*** ENTRIES SHOWN Section Begins ***
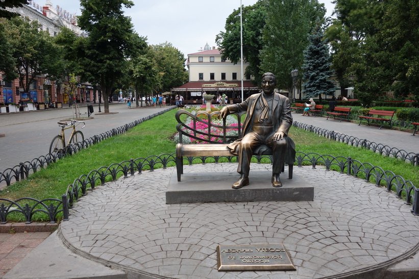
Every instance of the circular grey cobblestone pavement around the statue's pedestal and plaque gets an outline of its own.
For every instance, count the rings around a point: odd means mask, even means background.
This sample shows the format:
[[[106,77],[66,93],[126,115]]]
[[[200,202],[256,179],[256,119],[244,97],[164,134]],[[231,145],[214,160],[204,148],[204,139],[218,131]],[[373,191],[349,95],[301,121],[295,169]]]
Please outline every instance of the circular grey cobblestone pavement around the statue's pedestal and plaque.
[[[184,171],[213,172],[214,183],[230,187],[233,182],[218,182],[216,176],[236,167],[206,164]],[[269,171],[270,165],[251,168]],[[409,257],[419,242],[418,217],[410,206],[347,174],[294,168],[294,175],[314,186],[313,201],[166,205],[174,173],[175,167],[157,169],[96,188],[61,223],[60,236],[88,259],[174,278],[336,277]],[[217,271],[217,245],[278,243],[297,270]]]

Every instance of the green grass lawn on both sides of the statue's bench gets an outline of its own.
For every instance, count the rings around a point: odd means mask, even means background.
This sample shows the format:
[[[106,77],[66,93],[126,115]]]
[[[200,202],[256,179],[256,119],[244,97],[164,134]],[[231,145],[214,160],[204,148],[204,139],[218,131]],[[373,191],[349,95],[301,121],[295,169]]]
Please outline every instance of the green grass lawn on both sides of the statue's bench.
[[[145,121],[129,132],[106,139],[78,154],[32,174],[29,179],[14,183],[0,191],[1,198],[16,200],[21,197],[36,199],[61,198],[69,184],[82,174],[88,174],[102,166],[145,158],[150,155],[171,154],[176,143],[171,137],[176,132],[176,110]],[[352,147],[325,137],[292,127],[289,136],[294,140],[297,151],[321,155],[351,157],[362,163],[369,162],[419,185],[418,167],[394,158],[384,157],[369,150]]]

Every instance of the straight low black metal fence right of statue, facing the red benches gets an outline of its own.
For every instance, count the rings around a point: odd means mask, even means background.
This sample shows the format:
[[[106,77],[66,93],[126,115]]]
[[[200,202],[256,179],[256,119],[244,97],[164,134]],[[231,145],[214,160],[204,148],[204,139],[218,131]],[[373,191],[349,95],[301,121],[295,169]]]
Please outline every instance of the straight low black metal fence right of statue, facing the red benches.
[[[348,136],[346,134],[336,133],[334,131],[329,131],[327,129],[323,128],[317,128],[310,124],[301,123],[298,121],[294,121],[293,126],[303,129],[312,133],[315,133],[317,135],[324,136],[328,139],[343,142],[346,144],[349,144],[351,146],[356,146],[368,150],[372,150],[375,153],[378,153],[380,155],[388,156],[388,157],[394,157],[397,159],[400,159],[405,162],[409,162],[414,166],[419,166],[419,153],[408,153],[406,150],[400,150],[396,147],[390,147],[388,145],[384,145],[381,143],[376,143],[373,141],[369,141],[366,139],[359,139],[354,136]]]

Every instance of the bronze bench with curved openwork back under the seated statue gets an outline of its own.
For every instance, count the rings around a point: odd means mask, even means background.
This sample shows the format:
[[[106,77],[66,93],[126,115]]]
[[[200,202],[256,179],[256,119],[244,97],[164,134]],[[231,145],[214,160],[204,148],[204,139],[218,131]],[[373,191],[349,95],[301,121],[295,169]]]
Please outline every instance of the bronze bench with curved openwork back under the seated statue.
[[[237,117],[237,126],[227,126],[226,119],[223,119],[223,124],[216,124],[212,121],[204,121],[204,119],[213,119],[217,117],[219,111],[207,113],[206,111],[200,111],[195,115],[191,114],[186,110],[179,110],[176,112],[176,120],[178,124],[176,129],[179,132],[179,143],[176,145],[176,171],[178,175],[178,181],[181,181],[181,174],[183,174],[183,160],[184,157],[188,157],[188,161],[192,164],[192,157],[214,157],[217,160],[219,157],[227,157],[231,161],[231,157],[236,155],[230,152],[227,145],[239,138],[241,138],[241,119],[246,112],[234,113]],[[198,126],[207,124],[208,129],[205,132],[197,129]],[[213,132],[214,129],[223,131],[223,133]],[[226,133],[229,130],[229,133]],[[237,131],[237,133],[231,133],[231,131]],[[221,134],[221,135],[219,135]],[[227,135],[229,134],[229,135]],[[232,135],[234,134],[234,135]],[[183,137],[189,137],[191,139],[200,140],[204,143],[182,143]],[[285,163],[288,165],[288,179],[292,179],[292,168],[295,161],[295,145],[291,138],[285,137],[288,141],[288,146],[293,148],[287,148],[285,154]],[[253,153],[254,156],[269,156],[272,155],[272,149],[266,145],[259,146]],[[205,162],[203,160],[203,162]],[[284,166],[282,166],[284,171]]]

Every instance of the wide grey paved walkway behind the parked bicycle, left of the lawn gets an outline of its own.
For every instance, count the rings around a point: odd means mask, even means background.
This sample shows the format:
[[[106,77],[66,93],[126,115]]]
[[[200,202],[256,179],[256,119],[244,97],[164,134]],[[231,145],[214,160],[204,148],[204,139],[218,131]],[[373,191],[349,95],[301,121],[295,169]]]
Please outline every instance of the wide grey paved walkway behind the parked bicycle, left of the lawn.
[[[86,103],[80,104],[82,117],[87,117]],[[145,105],[144,105],[145,106]],[[102,104],[102,113],[104,107]],[[86,126],[80,129],[84,138],[100,135],[124,124],[133,122],[158,111],[171,108],[140,107],[127,108],[127,103],[111,103],[110,112],[116,114],[98,114],[98,105],[94,105],[91,119],[85,120]],[[51,140],[60,133],[57,122],[62,119],[73,118],[72,109],[50,109],[42,111],[29,111],[19,113],[0,113],[0,173],[7,168],[12,168],[20,162],[31,161],[40,156],[45,156],[50,150]],[[68,137],[69,134],[66,134]]]

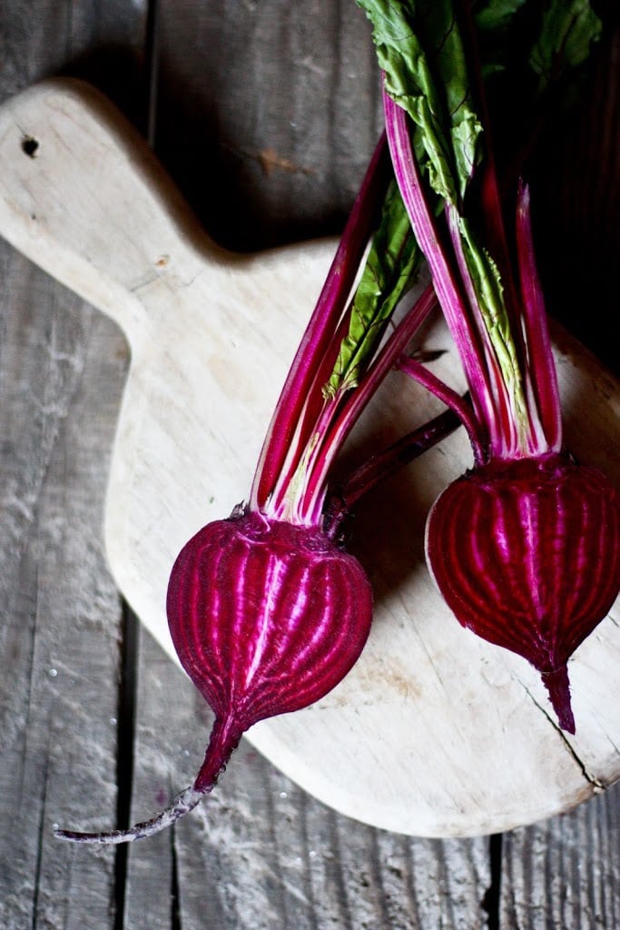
*** ENTRIES SHOWN Section Ends ***
REQUIREMENT
Every line in the data above that includes the word "gets" should be copied.

EXPECTED ANSWER
Every instance of the circular grey cobblestone pavement around the statue's pedestal and plaque gets an outline of its own.
Every instance of the green grass lawn on both sides of the statue's bench gets an outline of its own.
Every instance of the straight low black metal fence right of statue, facing the red benches gets an outline of its own.
Every instance of the bronze bench with curved openwork back under the seated statue gets an outline of its own.
Every instance of the wide grey paved walkway behind the parked bicycle, left of the lawn gets an outline of its own.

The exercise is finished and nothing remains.